**WHAT THE EXERCISE ASKS:**
Collect every line of the records that contains the word "wheel", copying each one in full. Case counts.

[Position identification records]
==*==
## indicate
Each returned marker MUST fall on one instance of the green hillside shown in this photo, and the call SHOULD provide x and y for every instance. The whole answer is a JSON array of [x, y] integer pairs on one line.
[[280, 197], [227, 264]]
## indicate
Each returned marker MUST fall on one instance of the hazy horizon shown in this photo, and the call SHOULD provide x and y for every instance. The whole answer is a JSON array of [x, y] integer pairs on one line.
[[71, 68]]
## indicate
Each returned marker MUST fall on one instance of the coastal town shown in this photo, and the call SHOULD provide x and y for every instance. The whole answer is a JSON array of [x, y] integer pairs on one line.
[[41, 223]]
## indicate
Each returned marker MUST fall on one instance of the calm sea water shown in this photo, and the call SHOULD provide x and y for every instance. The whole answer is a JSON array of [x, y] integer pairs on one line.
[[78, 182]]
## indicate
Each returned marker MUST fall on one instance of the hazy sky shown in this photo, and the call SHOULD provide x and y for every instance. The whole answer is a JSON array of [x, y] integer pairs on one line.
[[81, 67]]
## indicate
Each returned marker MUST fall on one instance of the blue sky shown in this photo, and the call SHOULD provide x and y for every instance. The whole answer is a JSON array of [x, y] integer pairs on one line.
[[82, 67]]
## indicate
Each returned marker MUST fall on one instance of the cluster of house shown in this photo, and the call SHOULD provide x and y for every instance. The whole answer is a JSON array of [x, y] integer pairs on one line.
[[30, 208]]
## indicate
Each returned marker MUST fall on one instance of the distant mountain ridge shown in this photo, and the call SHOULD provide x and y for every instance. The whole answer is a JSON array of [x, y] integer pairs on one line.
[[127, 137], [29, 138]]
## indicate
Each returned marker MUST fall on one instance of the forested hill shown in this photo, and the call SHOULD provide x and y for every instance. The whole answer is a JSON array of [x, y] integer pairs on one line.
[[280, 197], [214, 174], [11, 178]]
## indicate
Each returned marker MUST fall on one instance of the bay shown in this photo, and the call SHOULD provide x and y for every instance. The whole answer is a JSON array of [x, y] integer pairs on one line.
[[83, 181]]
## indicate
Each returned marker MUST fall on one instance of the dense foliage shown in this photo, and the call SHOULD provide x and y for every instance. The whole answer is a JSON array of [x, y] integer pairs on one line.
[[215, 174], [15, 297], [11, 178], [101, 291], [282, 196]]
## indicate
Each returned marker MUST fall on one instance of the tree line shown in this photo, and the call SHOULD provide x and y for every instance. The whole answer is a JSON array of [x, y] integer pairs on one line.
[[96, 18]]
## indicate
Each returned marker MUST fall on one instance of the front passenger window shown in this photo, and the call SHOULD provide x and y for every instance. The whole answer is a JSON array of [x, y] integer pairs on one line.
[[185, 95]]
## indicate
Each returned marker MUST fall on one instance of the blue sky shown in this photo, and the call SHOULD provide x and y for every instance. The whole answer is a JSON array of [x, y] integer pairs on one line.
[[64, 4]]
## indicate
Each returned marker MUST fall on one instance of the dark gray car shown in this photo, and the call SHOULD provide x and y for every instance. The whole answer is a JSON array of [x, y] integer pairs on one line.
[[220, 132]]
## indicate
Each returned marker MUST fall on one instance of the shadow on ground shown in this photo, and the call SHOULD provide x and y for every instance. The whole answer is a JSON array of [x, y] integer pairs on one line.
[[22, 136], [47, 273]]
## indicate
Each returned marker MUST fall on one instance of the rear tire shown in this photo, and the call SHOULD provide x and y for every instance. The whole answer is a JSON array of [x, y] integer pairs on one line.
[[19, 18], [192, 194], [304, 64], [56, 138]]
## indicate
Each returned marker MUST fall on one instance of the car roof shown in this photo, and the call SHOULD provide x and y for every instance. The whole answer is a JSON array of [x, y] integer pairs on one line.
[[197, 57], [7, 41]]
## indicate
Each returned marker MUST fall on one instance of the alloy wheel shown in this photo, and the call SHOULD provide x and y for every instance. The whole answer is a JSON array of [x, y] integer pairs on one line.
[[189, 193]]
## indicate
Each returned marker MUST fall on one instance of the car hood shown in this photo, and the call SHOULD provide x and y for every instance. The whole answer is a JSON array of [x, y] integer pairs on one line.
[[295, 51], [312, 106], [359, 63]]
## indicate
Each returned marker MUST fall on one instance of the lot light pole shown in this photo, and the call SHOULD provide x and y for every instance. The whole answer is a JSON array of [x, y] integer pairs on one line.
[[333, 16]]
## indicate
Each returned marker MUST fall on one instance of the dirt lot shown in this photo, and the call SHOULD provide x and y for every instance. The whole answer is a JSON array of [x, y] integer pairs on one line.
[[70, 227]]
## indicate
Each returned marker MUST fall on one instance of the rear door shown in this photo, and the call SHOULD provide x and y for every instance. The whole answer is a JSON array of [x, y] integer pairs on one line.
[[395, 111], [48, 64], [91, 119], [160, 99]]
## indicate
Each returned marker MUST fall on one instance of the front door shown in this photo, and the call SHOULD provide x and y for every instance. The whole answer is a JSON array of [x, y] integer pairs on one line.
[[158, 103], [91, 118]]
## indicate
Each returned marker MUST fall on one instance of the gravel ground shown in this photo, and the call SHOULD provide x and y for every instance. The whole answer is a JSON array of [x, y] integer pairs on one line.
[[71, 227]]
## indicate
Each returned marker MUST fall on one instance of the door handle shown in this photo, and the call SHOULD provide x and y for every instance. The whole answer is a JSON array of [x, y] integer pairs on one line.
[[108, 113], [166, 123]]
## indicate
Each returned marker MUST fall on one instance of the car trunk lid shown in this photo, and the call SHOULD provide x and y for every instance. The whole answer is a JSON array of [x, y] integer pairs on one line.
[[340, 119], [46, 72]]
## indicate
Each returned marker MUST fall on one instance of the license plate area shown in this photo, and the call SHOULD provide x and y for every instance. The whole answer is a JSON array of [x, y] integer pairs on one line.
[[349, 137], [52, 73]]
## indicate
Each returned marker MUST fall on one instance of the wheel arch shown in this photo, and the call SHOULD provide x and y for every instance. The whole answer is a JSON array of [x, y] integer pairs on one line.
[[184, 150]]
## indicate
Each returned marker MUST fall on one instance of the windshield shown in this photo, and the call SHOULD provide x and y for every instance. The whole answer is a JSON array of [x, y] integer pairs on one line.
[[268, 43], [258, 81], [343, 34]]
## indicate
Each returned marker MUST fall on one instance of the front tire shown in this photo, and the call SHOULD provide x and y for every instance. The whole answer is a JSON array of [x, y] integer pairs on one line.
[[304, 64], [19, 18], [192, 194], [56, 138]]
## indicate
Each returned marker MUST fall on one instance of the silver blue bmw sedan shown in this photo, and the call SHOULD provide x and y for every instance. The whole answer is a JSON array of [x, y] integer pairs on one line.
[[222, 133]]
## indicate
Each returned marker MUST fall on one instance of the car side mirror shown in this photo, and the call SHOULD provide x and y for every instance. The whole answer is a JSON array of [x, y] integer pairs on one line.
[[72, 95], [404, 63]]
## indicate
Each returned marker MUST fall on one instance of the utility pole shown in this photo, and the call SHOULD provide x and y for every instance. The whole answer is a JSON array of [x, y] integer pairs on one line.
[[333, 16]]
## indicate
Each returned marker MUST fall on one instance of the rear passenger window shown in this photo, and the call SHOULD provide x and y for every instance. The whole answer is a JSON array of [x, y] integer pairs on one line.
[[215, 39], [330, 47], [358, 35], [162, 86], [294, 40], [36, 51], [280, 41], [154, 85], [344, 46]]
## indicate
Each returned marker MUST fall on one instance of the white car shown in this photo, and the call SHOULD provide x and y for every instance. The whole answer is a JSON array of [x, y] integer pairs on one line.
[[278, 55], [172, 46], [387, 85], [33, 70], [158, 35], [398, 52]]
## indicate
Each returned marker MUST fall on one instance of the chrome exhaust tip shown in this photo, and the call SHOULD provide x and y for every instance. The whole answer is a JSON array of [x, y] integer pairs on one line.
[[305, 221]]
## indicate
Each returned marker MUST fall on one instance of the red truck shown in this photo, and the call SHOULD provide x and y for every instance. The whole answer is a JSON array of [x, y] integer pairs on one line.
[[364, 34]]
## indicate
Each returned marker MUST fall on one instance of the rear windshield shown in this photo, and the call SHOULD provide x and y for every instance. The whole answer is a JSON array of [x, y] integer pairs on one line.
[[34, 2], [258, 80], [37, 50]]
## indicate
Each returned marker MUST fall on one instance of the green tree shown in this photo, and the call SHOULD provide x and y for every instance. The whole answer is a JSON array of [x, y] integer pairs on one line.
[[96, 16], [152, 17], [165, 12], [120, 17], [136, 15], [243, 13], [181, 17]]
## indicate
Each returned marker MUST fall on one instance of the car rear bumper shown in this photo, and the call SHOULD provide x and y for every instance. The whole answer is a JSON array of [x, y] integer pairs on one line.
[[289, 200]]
==*==
**SOLUTION TO THE PROBLEM:**
Each returned marker MUST fall on one instance of the alloy wheel shown in this photo, and the call SHOULD provide x and y for every instance. The whole answer is a JSON array of [x, y] integer pairs on one line.
Each returned marker MUST fall on one instance of the wheel arch shown in this photo, and the call SHOULD provide x and y for every instance. The whole answer is a JSON array of [x, y] integer pairs on one line.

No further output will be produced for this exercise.